▶ _BRIEF 1_
Reproduce the stretch of the essay on Islamic State hostages from "As we know, one" through "their brutal murders?".

▶ _TEXT SECTION_
----
Why Islamic State Kills Hostages

As we know, one burgeoning income stream for the psychotic would-be caliphate is ransom payments. Despite a covenant between Western states to not pay out for the safe return of citizens kidnapped by terror groups of whatever persuasion, Islamic State has a tendency to release Danes, French and Germans who've fallen into their clutches. A rare moment of pity? An attempt to divide the coalition arrayed against it? Or is mercy redeemed through bundles of cash made payable by a labyrinth of back channels? I know what I believe.

This is scant compensation for British and American hostages currently held by IS. Unlike other governments whose commitment to not paying ransoms might be less than absolute, this is one foreign policy both states have stuck to. Is know this, so what does it gain from kidnapping journalists and aid workers, and then bragging about their brutal murders?

Writing of the September 11th attacks, the late Jean Baudrillard argued they were acts of semiotic terrorism. The World Trade Centre, The Pentagon, The White House were targeted not so much for the maximisation of casualties but their symbolism as universally-regarded signifiers of American power. These kinds of operations seem beyond the capacity of IS to pull off, even if it is reasonable to assume some of its ex-fighters have made their way home from Syria and Iraq. But as medieval thugs with a situationist sense of the spectacle, they have to rely on smaller scale but no less shocking ways to outrage and disgust. As Stalin reputedly noted, the death of one man is a tragedy yet the death of a thousand is a statistic. This is the insight that informs the IS manual on semiotic terror. The parading of the victim, the boilerplate denunciation of the West and its works by Jihadi John, and the fade out before the hostage is murdered - leaving the viewer to play the terrible act through their mind - and then showing the body is carefully calibrated and contrived to disturb, upset and anger. Sophisticated, and all the more chilling for it.

Unlike the Nazis who, despite the scale of their crimes, attempted to conceal them; IS positively revels in its brutality. The murder meted out to British and American hostages is on a continuum of terror and murder. Apostates and infidels, anyone not conforming to their twisted notions of religious purity are right to be fearful should IS gobble up their town or village. This, of course, is not accidental. Projecting violent imagery is psychological warfare designed to create panic among civilians behind enemy front lines. As well as dealing with logistics, Iraqi army and Peshmerga have their resupply schedules affected by refugees fleeing their homes. But it also has the opposite effect. IS brutality has galvanised the Kurdish response and, suddenly, the West have forgotten the PKK are on its terror list and are showering it and Iraqi Kurds with all manner of weaponry. But to return to the main point, IS criminality projects an image of radical seriousness. To alienated young Western Muslims undergoing bedroom radicalisation, IS are the real deal. Unlike fusty mosque goers preaching understanding and tolerance, these brothers and sisters are wading through blood to build a caliphate. The image of the boiler suited hostage isn't just about outrage. It's a recruitment pitch.
----
▶ _DATASET RECORDS_
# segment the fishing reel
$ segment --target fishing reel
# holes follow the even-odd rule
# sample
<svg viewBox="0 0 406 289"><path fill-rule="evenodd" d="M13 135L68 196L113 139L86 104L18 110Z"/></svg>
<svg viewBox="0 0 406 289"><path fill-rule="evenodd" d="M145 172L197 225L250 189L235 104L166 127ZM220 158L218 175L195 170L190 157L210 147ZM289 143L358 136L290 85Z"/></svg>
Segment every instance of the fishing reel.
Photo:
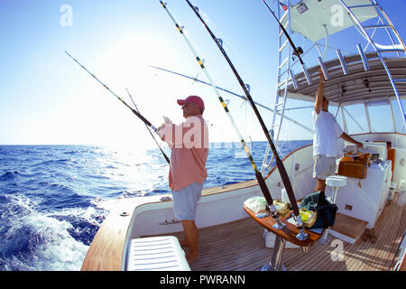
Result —
<svg viewBox="0 0 406 289"><path fill-rule="evenodd" d="M292 53L292 60L293 61L295 61L295 57L299 57L300 55L303 54L303 50L301 49L301 47L297 47L296 51L294 51Z"/></svg>

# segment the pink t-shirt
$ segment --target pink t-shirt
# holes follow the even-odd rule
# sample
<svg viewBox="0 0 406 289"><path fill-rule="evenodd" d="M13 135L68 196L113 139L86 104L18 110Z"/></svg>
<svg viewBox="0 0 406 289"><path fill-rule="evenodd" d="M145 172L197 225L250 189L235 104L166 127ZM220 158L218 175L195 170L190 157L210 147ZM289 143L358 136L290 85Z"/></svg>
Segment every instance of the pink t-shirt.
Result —
<svg viewBox="0 0 406 289"><path fill-rule="evenodd" d="M201 115L186 117L180 125L166 124L161 138L171 149L170 188L180 191L193 182L203 183L208 177L208 127Z"/></svg>

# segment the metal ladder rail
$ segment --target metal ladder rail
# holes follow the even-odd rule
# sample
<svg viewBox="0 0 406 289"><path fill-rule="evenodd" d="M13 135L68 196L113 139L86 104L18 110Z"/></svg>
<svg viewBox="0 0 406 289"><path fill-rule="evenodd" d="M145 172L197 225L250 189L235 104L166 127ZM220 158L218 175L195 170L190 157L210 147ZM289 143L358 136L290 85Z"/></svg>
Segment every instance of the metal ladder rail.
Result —
<svg viewBox="0 0 406 289"><path fill-rule="evenodd" d="M400 52L400 51L406 51L406 48L404 46L404 42L401 41L401 38L400 36L400 34L397 33L394 25L392 23L392 22L389 20L389 17L386 15L386 14L383 13L383 9L382 8L382 6L377 3L376 0L370 0L371 5L355 5L355 6L348 6L347 5L346 5L346 3L344 2L344 0L339 0L340 3L342 4L342 5L346 8L346 10L348 12L348 14L350 14L350 16L355 21L356 25L358 25L358 28L361 29L362 31L362 34L364 34L364 36L366 36L369 43L371 43L371 45L373 46L374 50L376 51L376 54L378 55L379 59L381 60L381 62L383 66L383 69L386 71L386 74L388 75L389 80L392 84L392 87L393 89L393 92L395 93L397 101L398 101L398 105L399 105L399 108L401 109L401 113L403 116L403 125L404 127L406 128L406 115L403 109L403 106L401 104L401 96L399 94L399 91L397 89L396 87L396 82L404 82L406 81L406 79L393 79L391 71L389 70L389 68L382 55L382 52ZM364 7L371 7L374 6L376 10L379 9L383 16L385 17L385 19L388 21L389 24L383 24L383 25L373 25L373 26L364 26L361 22L358 20L358 18L355 16L355 14L354 14L354 12L352 11L352 9L360 9L360 8L364 8ZM376 11L377 16L380 17L378 10ZM382 18L381 18L382 19ZM375 42L374 42L374 40L371 38L371 36L369 36L369 34L366 32L366 29L369 28L392 28L392 30L393 31L393 33L397 35L398 39L401 42L401 45L403 46L403 49L398 50L398 49L393 49L393 50L384 50L384 49L379 49L377 47L377 45L375 44ZM388 33L388 31L386 31ZM391 34L388 33L388 34L391 37ZM392 38L391 38L392 39Z"/></svg>
<svg viewBox="0 0 406 289"><path fill-rule="evenodd" d="M288 31L291 31L291 5L289 5L288 1L288 9L283 13L282 16L281 17L281 6L277 5L278 6L278 18L280 19L280 22L281 23L286 17L288 17L287 23L285 24L285 27L288 26ZM282 39L284 38L284 41ZM287 50L287 56L282 61L282 54L283 51ZM291 77L290 76L289 70L291 68L291 47L289 44L289 41L284 35L282 30L281 27L279 27L279 47L278 47L278 77L277 77L277 84L276 84L276 97L275 97L275 104L273 107L273 115L272 115L272 121L271 125L271 137L272 138L275 147L278 150L278 153L280 155L283 156L281 152L279 149L278 146L278 141L279 141L279 135L281 133L281 123L284 116L284 110L286 106L286 98L288 96L288 85L289 80L291 79ZM286 67L286 70L283 70L283 68ZM286 73L286 79L281 80L281 76ZM292 81L292 79L291 79ZM284 86L284 93L283 97L281 97L278 93L281 87ZM281 100L282 98L282 100ZM281 106L281 111L278 113L279 107ZM280 121L279 124L277 123L277 115L280 115ZM277 127L276 135L275 135L275 127ZM263 175L265 169L269 168L273 161L273 155L271 157L271 161L268 163L268 156L270 152L271 146L268 144L266 146L263 165L261 168L261 173Z"/></svg>

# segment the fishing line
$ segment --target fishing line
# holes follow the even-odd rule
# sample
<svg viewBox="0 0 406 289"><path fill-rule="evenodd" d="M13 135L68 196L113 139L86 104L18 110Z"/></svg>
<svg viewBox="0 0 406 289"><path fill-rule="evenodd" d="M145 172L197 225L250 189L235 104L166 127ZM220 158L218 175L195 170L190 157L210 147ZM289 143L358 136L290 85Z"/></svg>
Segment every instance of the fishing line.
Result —
<svg viewBox="0 0 406 289"><path fill-rule="evenodd" d="M135 104L135 102L134 102L134 99L133 99L132 95L130 94L130 91L128 91L127 89L125 89L125 90L127 91L128 96L129 96L130 98L131 98L131 101L133 101L133 104L134 104L135 109L137 110L138 113L140 113L140 110L138 109L137 105ZM150 128L148 127L148 126L147 126L146 124L144 124L144 125L145 125L146 129L147 129L148 132L150 133L151 136L152 136L153 141L155 142L156 145L158 145L158 147L159 147L161 153L162 153L162 155L163 155L163 157L165 158L166 162L168 163L168 164L171 164L171 161L170 161L168 155L166 155L166 154L163 152L162 148L161 147L161 145L160 145L160 144L158 143L158 141L155 139L155 136L153 136L153 135L152 135L152 133L151 132L151 130L150 130Z"/></svg>
<svg viewBox="0 0 406 289"><path fill-rule="evenodd" d="M285 166L283 165L282 161L279 157L279 154L278 154L278 152L276 151L276 147L275 147L275 145L273 144L273 141L272 140L271 135L269 135L269 131L266 128L265 123L263 122L263 119L261 117L261 114L260 114L258 108L256 107L256 106L255 106L255 104L254 102L254 99L251 97L250 92L248 91L248 88L246 87L246 85L243 81L243 79L241 79L241 77L240 77L239 73L237 72L235 67L234 66L233 62L228 58L228 55L226 54L226 51L223 49L222 43L218 41L218 38L216 37L216 35L213 33L213 32L208 26L208 24L206 23L204 19L201 17L200 14L198 12L198 8L197 8L194 5L192 5L192 4L190 3L189 0L186 0L186 2L190 6L190 8L193 10L193 12L196 14L198 18L200 20L200 22L205 26L206 30L210 34L211 38L214 40L214 42L217 45L218 49L220 50L220 51L223 54L223 56L226 58L226 61L227 61L227 63L230 66L231 70L233 70L235 76L236 77L236 79L237 79L241 88L243 89L244 92L245 93L246 98L250 102L251 107L253 107L254 112L255 113L255 116L256 116L256 117L258 118L258 120L260 122L261 127L263 128L263 133L264 133L264 135L265 135L265 136L266 136L266 138L268 140L268 143L269 143L269 144L271 146L271 149L272 149L272 151L273 153L273 155L275 157L276 165L278 167L279 172L281 174L281 181L282 181L282 182L284 184L284 187L286 189L286 191L288 193L288 196L289 196L289 199L290 199L291 205L292 207L294 215L296 216L297 219L300 219L300 213L299 211L298 203L297 203L294 192L293 192L293 189L291 187L291 181L290 181L289 176L288 176L288 172L286 172L286 169L285 169ZM302 222L300 220L298 221L298 228L303 229Z"/></svg>
<svg viewBox="0 0 406 289"><path fill-rule="evenodd" d="M125 107L127 107L135 116L138 117L144 124L145 126L151 127L154 133L158 134L158 129L151 124L148 119L146 119L144 117L143 117L137 110L131 107L122 98L117 96L115 92L113 92L106 84L104 84L102 81L100 81L93 73L91 73L89 70L86 69L82 64L80 64L76 59L74 59L69 53L65 51L66 54L68 54L69 57L70 57L73 61L75 61L76 63L78 63L82 69L84 69L88 74L90 74L96 80L97 80L98 83L100 83L103 87L105 87L106 89L107 89L111 94L113 94L118 100L120 100ZM168 156L163 153L162 150L161 150L162 154L164 154L165 159L167 160L168 163L169 158Z"/></svg>
<svg viewBox="0 0 406 289"><path fill-rule="evenodd" d="M173 15L171 14L171 12L169 11L169 9L167 8L166 4L164 4L161 0L160 0L160 3L161 3L161 5L162 5L163 9L164 9L164 10L166 11L166 13L168 14L168 15L170 16L170 18L171 18L171 19L172 20L172 22L174 23L174 24L175 24L176 28L178 29L178 31L180 32L180 33L183 36L183 39L185 40L185 42L187 42L189 48L190 49L190 51L192 51L193 55L195 56L196 61L198 61L198 65L199 65L200 68L203 70L203 71L204 71L206 77L208 78L208 81L210 82L210 84L211 84L211 86L212 86L212 88L213 88L215 93L217 94L217 98L218 98L218 100L220 101L221 105L223 106L223 108L224 108L224 110L226 111L226 115L227 115L227 117L228 117L228 118L229 118L229 120L230 120L230 122L231 122L231 124L233 125L234 129L235 129L235 133L237 134L237 135L238 135L238 137L239 137L239 139L240 139L241 144L243 144L243 147L244 147L244 149L245 149L245 154L246 154L248 159L250 160L251 165L252 165L254 171L255 172L255 177L256 177L256 179L257 179L257 181L258 181L258 184L259 184L259 186L260 186L260 188L261 188L261 191L262 191L262 192L263 192L263 196L264 196L264 198L265 198L265 200L266 200L266 202L267 202L267 204L268 204L267 208L270 210L271 214L272 214L272 218L274 219L274 220L275 220L275 222L276 222L276 224L275 224L275 225L276 225L276 228L283 228L284 225L281 224L281 220L279 219L279 213L278 213L278 211L276 210L276 209L275 209L275 207L274 207L274 205L273 205L273 200L272 200L272 196L271 196L271 193L270 193L270 191L269 191L268 186L266 185L265 181L263 180L263 175L261 174L261 172L258 171L258 168L257 168L257 166L256 166L256 164L255 164L255 162L254 161L254 158L253 158L253 156L251 155L251 152L250 152L248 146L246 145L245 141L244 140L244 138L243 138L243 136L242 136L242 135L241 135L241 133L240 133L240 130L238 129L237 126L235 125L235 122L234 121L234 118L233 118L233 117L231 116L231 113L229 112L226 104L225 103L225 101L224 101L223 98L221 97L221 95L220 95L218 89L217 89L216 85L214 84L213 79L211 79L210 75L208 74L208 70L207 70L205 65L204 65L203 62L201 61L201 60L200 60L198 54L197 53L195 48L194 48L193 45L191 44L191 42L190 42L190 41L189 40L188 36L186 36L186 34L184 33L183 28L181 28L181 27L178 24L177 21L175 20L175 18L173 17Z"/></svg>

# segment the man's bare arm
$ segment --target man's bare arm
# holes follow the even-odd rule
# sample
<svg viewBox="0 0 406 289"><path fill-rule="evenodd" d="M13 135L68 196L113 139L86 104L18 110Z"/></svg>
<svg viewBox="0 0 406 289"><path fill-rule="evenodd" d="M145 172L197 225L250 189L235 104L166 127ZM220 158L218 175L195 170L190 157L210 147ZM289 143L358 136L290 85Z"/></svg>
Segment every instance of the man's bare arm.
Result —
<svg viewBox="0 0 406 289"><path fill-rule="evenodd" d="M324 96L324 83L326 79L324 79L324 74L320 70L319 71L320 82L318 84L318 92L316 94L316 101L314 103L314 109L316 113L318 115L320 113L322 104L323 104L323 96Z"/></svg>

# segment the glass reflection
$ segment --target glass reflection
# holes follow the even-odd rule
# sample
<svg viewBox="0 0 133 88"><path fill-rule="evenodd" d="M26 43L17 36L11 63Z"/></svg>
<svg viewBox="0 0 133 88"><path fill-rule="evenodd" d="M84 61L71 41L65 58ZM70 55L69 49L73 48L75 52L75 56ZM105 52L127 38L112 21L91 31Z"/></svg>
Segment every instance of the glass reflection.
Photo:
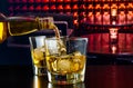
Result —
<svg viewBox="0 0 133 88"><path fill-rule="evenodd" d="M48 88L85 88L84 82L79 82L74 85L52 85L48 84Z"/></svg>
<svg viewBox="0 0 133 88"><path fill-rule="evenodd" d="M48 81L45 78L45 76L34 76L33 88L45 88L48 86Z"/></svg>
----
▶ _BRIEF 2_
Rewrite the stretch from the start of the entries through the line containing "53L292 60L293 61L295" as a Markdown table with the columns Row and Line, giving each line its number and skipping blank lines. Leave the pictures out.

▶ _EXPECTED OUTPUT 1_
As we know, one burgeoning income stream for the psychotic would-be caliphate is ransom payments. Despite a covenant between Western states to not pay out for the safe return of citizens kidnapped by terror groups of whatever persuasion, Islamic State has a tendency to release Danes, French and Germans who've fallen into their clutches. A rare moment of pity? An attempt to divide the coalition arrayed against it? Or is mercy redeemed through bundles of cash made payable by a labyrinth of back channels? I know what I believe.

This is scant compensation for British and American hostages currently held by IS. Unlike other governments whose commitment to not paying ransoms might be less than absolute, this is one foreign policy both states have stuck to. Is know this, so what does it gain from kidnapping journalists and aid workers, and then bragging about their brutal murders?

▶ _EXPECTED OUTPUT 2_
| Row | Line |
|---|---|
| 1 | # segment the fishing reel |
| 2 | $ segment --target fishing reel |
| 3 | # holes follow the even-odd rule |
| 4 | # sample |
| 5 | <svg viewBox="0 0 406 289"><path fill-rule="evenodd" d="M13 135L68 196L113 139L86 104L18 110Z"/></svg> |
| 6 | <svg viewBox="0 0 406 289"><path fill-rule="evenodd" d="M145 172L197 225L250 189L235 104L166 127ZM220 158L218 175L195 170L190 157L210 147ZM289 143L358 136L290 85Z"/></svg> |
| 7 | Segment every instance of the fishing reel. |
| 8 | Photo: |
| 9 | Result — |
| 10 | <svg viewBox="0 0 406 289"><path fill-rule="evenodd" d="M292 53L292 60L293 61L295 61L295 57L299 57L300 55L303 54L303 50L301 49L301 47L297 47L296 51L294 51Z"/></svg> |